> **Exercise brief**: Count how many of the lines below contain the word "shorts". Give only the number.

> **Material for the task**:
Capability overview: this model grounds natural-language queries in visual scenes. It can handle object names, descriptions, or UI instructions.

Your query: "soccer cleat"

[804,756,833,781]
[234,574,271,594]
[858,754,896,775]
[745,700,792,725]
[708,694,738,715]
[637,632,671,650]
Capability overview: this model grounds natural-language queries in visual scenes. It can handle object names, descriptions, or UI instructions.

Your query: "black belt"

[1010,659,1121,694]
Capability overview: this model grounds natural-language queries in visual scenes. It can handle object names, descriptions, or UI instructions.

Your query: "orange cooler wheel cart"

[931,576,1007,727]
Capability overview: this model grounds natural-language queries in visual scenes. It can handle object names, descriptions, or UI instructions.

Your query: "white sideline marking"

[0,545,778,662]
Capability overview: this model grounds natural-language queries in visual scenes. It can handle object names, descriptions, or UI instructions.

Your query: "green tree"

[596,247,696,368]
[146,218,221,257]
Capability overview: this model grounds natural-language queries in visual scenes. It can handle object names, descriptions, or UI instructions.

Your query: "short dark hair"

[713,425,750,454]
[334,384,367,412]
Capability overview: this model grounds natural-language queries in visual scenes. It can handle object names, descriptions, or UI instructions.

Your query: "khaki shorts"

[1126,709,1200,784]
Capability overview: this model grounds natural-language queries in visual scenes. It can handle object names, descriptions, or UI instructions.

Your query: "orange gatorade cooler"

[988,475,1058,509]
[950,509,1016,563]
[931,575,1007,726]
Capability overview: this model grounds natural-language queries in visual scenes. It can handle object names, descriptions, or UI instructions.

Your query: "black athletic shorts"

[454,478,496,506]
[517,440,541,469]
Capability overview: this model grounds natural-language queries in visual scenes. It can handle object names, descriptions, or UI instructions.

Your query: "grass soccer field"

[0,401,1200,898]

* * *

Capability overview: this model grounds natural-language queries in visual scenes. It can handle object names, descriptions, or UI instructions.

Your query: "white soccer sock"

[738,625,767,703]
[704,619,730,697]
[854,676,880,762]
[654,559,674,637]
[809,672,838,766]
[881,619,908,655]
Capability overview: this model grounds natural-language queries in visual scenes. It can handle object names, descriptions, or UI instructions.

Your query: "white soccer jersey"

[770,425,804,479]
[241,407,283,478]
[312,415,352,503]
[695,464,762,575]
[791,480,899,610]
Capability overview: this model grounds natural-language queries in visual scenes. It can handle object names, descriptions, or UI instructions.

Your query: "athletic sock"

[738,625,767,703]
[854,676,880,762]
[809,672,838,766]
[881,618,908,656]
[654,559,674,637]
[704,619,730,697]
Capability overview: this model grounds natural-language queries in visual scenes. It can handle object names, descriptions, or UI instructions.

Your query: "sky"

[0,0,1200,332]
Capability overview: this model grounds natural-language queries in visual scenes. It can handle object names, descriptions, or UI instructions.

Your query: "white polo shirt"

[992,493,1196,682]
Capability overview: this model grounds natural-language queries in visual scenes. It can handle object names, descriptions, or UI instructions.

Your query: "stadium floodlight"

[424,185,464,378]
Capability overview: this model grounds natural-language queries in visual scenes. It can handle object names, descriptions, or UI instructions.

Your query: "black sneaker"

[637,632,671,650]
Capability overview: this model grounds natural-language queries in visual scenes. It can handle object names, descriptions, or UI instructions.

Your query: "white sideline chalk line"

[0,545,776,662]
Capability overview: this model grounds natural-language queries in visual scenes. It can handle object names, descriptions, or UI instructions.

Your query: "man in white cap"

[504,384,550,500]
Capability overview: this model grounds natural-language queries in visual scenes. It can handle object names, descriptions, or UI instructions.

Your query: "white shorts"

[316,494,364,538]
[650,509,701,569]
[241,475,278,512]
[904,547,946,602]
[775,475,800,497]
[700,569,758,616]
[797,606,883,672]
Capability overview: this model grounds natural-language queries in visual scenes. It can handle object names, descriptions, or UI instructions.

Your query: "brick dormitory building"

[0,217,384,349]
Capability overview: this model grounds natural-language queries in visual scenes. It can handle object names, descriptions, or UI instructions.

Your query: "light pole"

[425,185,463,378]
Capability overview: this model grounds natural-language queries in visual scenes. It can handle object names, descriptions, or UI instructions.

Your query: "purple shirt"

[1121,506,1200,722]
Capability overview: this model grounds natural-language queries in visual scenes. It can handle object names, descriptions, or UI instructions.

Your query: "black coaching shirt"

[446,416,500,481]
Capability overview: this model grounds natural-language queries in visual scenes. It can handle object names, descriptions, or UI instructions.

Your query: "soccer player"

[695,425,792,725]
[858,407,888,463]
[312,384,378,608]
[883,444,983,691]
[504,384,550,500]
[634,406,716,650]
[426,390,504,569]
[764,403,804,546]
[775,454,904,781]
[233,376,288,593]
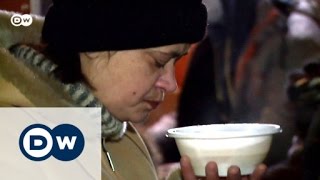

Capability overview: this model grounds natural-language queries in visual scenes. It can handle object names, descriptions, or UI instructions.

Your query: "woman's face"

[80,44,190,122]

> **Solution for this exercise**: 3